- _Record excerpts_:
----------

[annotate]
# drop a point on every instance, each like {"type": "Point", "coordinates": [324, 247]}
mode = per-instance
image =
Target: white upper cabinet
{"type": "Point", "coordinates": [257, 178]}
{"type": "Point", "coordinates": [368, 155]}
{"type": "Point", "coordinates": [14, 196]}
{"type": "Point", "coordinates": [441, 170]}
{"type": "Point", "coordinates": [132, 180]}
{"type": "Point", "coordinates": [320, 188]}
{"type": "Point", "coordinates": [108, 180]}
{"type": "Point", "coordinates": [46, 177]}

----------

- _What you are asked to do_: Print the records above once again, exactly as written.

- _Answer to this exercise_:
[annotate]
# drop a point on every instance, each like {"type": "Point", "coordinates": [324, 247]}
mode = per-instance
image =
Target: white upper cabinet
{"type": "Point", "coordinates": [257, 178]}
{"type": "Point", "coordinates": [368, 155]}
{"type": "Point", "coordinates": [14, 196]}
{"type": "Point", "coordinates": [441, 170]}
{"type": "Point", "coordinates": [132, 180]}
{"type": "Point", "coordinates": [320, 188]}
{"type": "Point", "coordinates": [108, 180]}
{"type": "Point", "coordinates": [46, 177]}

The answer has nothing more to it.